▶ **Task instructions**: Leave the images behind and copy every record exactly.

Records drawn from a dataset
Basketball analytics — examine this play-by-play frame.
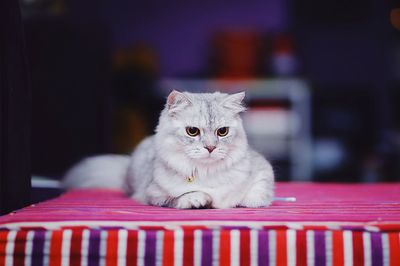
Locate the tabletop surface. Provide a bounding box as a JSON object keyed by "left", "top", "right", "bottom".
{"left": 1, "top": 183, "right": 399, "bottom": 228}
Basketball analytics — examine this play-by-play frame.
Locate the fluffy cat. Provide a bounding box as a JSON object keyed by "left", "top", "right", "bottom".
{"left": 63, "top": 90, "right": 275, "bottom": 209}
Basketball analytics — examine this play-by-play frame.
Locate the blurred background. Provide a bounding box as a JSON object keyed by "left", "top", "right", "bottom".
{"left": 23, "top": 0, "right": 400, "bottom": 201}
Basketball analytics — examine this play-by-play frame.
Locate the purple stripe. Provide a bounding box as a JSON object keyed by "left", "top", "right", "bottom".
{"left": 145, "top": 230, "right": 156, "bottom": 266}
{"left": 88, "top": 230, "right": 101, "bottom": 266}
{"left": 201, "top": 230, "right": 213, "bottom": 266}
{"left": 31, "top": 230, "right": 45, "bottom": 266}
{"left": 221, "top": 226, "right": 250, "bottom": 230}
{"left": 371, "top": 232, "right": 383, "bottom": 266}
{"left": 258, "top": 229, "right": 269, "bottom": 266}
{"left": 341, "top": 226, "right": 365, "bottom": 231}
{"left": 314, "top": 230, "right": 326, "bottom": 266}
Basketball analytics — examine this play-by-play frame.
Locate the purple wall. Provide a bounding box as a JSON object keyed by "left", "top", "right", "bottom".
{"left": 92, "top": 0, "right": 289, "bottom": 77}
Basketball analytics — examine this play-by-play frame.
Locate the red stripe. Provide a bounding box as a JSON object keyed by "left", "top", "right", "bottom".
{"left": 389, "top": 232, "right": 400, "bottom": 266}
{"left": 163, "top": 230, "right": 174, "bottom": 266}
{"left": 352, "top": 231, "right": 364, "bottom": 266}
{"left": 296, "top": 230, "right": 307, "bottom": 266}
{"left": 106, "top": 230, "right": 119, "bottom": 266}
{"left": 240, "top": 230, "right": 251, "bottom": 266}
{"left": 183, "top": 229, "right": 194, "bottom": 266}
{"left": 376, "top": 224, "right": 400, "bottom": 232}
{"left": 332, "top": 231, "right": 344, "bottom": 266}
{"left": 69, "top": 229, "right": 83, "bottom": 266}
{"left": 126, "top": 231, "right": 138, "bottom": 266}
{"left": 219, "top": 230, "right": 230, "bottom": 265}
{"left": 276, "top": 230, "right": 287, "bottom": 266}
{"left": 0, "top": 231, "right": 8, "bottom": 266}
{"left": 12, "top": 230, "right": 27, "bottom": 266}
{"left": 302, "top": 226, "right": 328, "bottom": 231}
{"left": 263, "top": 225, "right": 289, "bottom": 230}
{"left": 49, "top": 230, "right": 63, "bottom": 266}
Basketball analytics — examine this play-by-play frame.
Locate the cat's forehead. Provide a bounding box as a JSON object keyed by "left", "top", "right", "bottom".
{"left": 180, "top": 97, "right": 234, "bottom": 127}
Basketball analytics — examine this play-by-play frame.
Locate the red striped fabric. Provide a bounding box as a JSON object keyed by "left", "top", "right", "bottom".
{"left": 0, "top": 231, "right": 7, "bottom": 266}
{"left": 12, "top": 230, "right": 27, "bottom": 266}
{"left": 126, "top": 230, "right": 138, "bottom": 266}
{"left": 296, "top": 230, "right": 307, "bottom": 265}
{"left": 0, "top": 227, "right": 399, "bottom": 265}
{"left": 352, "top": 231, "right": 364, "bottom": 266}
{"left": 162, "top": 230, "right": 174, "bottom": 266}
{"left": 0, "top": 183, "right": 399, "bottom": 265}
{"left": 69, "top": 229, "right": 83, "bottom": 266}
{"left": 332, "top": 231, "right": 344, "bottom": 266}
{"left": 240, "top": 229, "right": 251, "bottom": 265}
{"left": 219, "top": 229, "right": 230, "bottom": 265}
{"left": 49, "top": 230, "right": 63, "bottom": 266}
{"left": 389, "top": 232, "right": 400, "bottom": 266}
{"left": 183, "top": 228, "right": 194, "bottom": 266}
{"left": 106, "top": 230, "right": 119, "bottom": 266}
{"left": 276, "top": 229, "right": 287, "bottom": 266}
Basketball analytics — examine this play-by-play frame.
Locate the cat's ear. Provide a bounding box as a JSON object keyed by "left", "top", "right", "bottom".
{"left": 222, "top": 91, "right": 246, "bottom": 113}
{"left": 166, "top": 90, "right": 191, "bottom": 114}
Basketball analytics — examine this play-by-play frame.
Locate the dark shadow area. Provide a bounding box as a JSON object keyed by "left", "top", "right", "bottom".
{"left": 18, "top": 0, "right": 400, "bottom": 203}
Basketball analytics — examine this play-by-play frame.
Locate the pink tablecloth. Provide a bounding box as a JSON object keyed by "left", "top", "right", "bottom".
{"left": 0, "top": 183, "right": 399, "bottom": 266}
{"left": 1, "top": 183, "right": 399, "bottom": 226}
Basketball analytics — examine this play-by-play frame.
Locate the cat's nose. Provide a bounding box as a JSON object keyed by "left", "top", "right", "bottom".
{"left": 205, "top": 146, "right": 216, "bottom": 153}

▶ **Answer space**:
Basketball analytics — examine this play-by-play frame.
Locate the tabletop surface. Provide a bounding box as a JSON object keyed by "left", "top", "right", "bottom".
{"left": 1, "top": 183, "right": 399, "bottom": 228}
Basketball analytics — examine this play-by-play frame.
Locate the fluffy cat. Provide a bounding box as a JSON object keyed by "left", "top", "right", "bottom".
{"left": 63, "top": 90, "right": 275, "bottom": 209}
Basketball analytics — examine this play-by-play frame.
Locate the blurred background. Provide a bounding box as a JSON object keyed by "left", "top", "right", "bottom".
{"left": 23, "top": 0, "right": 400, "bottom": 201}
Basketball analytics — examine this play-by-play frame.
Locate the purple stripe. Provide a bounding box as a JSON object keyed by "left", "top", "right", "bottom".
{"left": 145, "top": 230, "right": 156, "bottom": 266}
{"left": 88, "top": 230, "right": 101, "bottom": 266}
{"left": 201, "top": 230, "right": 213, "bottom": 266}
{"left": 31, "top": 230, "right": 45, "bottom": 266}
{"left": 221, "top": 226, "right": 250, "bottom": 230}
{"left": 371, "top": 232, "right": 383, "bottom": 266}
{"left": 258, "top": 229, "right": 269, "bottom": 266}
{"left": 341, "top": 226, "right": 365, "bottom": 231}
{"left": 314, "top": 230, "right": 326, "bottom": 266}
Basketball analytics — examine this play-by-play frame.
Locate the purple wall. Provide a bounding box as a JSON object keyed by "left", "top", "right", "bottom".
{"left": 92, "top": 0, "right": 289, "bottom": 77}
Basketball analytics — examine this play-by-play frame.
Locate the red stripe. Provide a bounding box as a JSON object keyed by "left", "top", "right", "bottom".
{"left": 389, "top": 232, "right": 400, "bottom": 266}
{"left": 163, "top": 230, "right": 174, "bottom": 266}
{"left": 352, "top": 231, "right": 364, "bottom": 266}
{"left": 296, "top": 230, "right": 307, "bottom": 266}
{"left": 106, "top": 230, "right": 119, "bottom": 266}
{"left": 240, "top": 230, "right": 251, "bottom": 266}
{"left": 183, "top": 229, "right": 194, "bottom": 266}
{"left": 376, "top": 224, "right": 400, "bottom": 232}
{"left": 332, "top": 231, "right": 344, "bottom": 266}
{"left": 69, "top": 229, "right": 83, "bottom": 266}
{"left": 126, "top": 231, "right": 138, "bottom": 266}
{"left": 219, "top": 230, "right": 230, "bottom": 265}
{"left": 276, "top": 230, "right": 287, "bottom": 266}
{"left": 0, "top": 231, "right": 8, "bottom": 266}
{"left": 12, "top": 230, "right": 27, "bottom": 266}
{"left": 302, "top": 226, "right": 328, "bottom": 231}
{"left": 263, "top": 225, "right": 289, "bottom": 230}
{"left": 49, "top": 230, "right": 63, "bottom": 266}
Basketball analytics — examine this play-by-play frame.
Locate the cat's forehead. Provide a bounding box as a JSON object keyed by "left", "top", "right", "bottom".
{"left": 180, "top": 97, "right": 234, "bottom": 127}
Basketball analytics — examine this play-by-play frame.
Locate the red striped fabric. Provide a bounding box as a JSON object keyed by "left", "top", "right", "bottom".
{"left": 0, "top": 231, "right": 7, "bottom": 266}
{"left": 12, "top": 230, "right": 27, "bottom": 266}
{"left": 126, "top": 230, "right": 138, "bottom": 266}
{"left": 296, "top": 230, "right": 307, "bottom": 265}
{"left": 0, "top": 227, "right": 399, "bottom": 265}
{"left": 352, "top": 231, "right": 364, "bottom": 266}
{"left": 162, "top": 230, "right": 174, "bottom": 266}
{"left": 0, "top": 183, "right": 399, "bottom": 265}
{"left": 69, "top": 229, "right": 83, "bottom": 266}
{"left": 332, "top": 231, "right": 344, "bottom": 266}
{"left": 240, "top": 229, "right": 251, "bottom": 265}
{"left": 219, "top": 229, "right": 230, "bottom": 265}
{"left": 49, "top": 230, "right": 63, "bottom": 266}
{"left": 389, "top": 232, "right": 400, "bottom": 266}
{"left": 183, "top": 228, "right": 194, "bottom": 266}
{"left": 106, "top": 230, "right": 119, "bottom": 266}
{"left": 276, "top": 229, "right": 287, "bottom": 266}
Basketball analytics — examine this play-by-play frame.
Locate the cat's ear. Provide a bounding box as a JSON object keyed by "left", "top", "right", "bottom".
{"left": 222, "top": 91, "right": 246, "bottom": 113}
{"left": 166, "top": 90, "right": 191, "bottom": 114}
Basketball analytics — examine this play-by-play frame.
Locate the dark shadow area. Provide a bounding box as a JSON object keyed by "left", "top", "right", "bottom".
{"left": 18, "top": 0, "right": 400, "bottom": 203}
Basketball analytics — examine this play-by-play frame.
Locate the pink tablecloth. Provide a bounding box as a JSON object keyed by "left", "top", "right", "bottom".
{"left": 0, "top": 183, "right": 399, "bottom": 266}
{"left": 1, "top": 183, "right": 399, "bottom": 226}
Basketball analytics — examine this play-by-play frame.
Locate the cat's nose. Provide a bounding box as a JSON object keyed by "left", "top", "right", "bottom".
{"left": 205, "top": 146, "right": 216, "bottom": 153}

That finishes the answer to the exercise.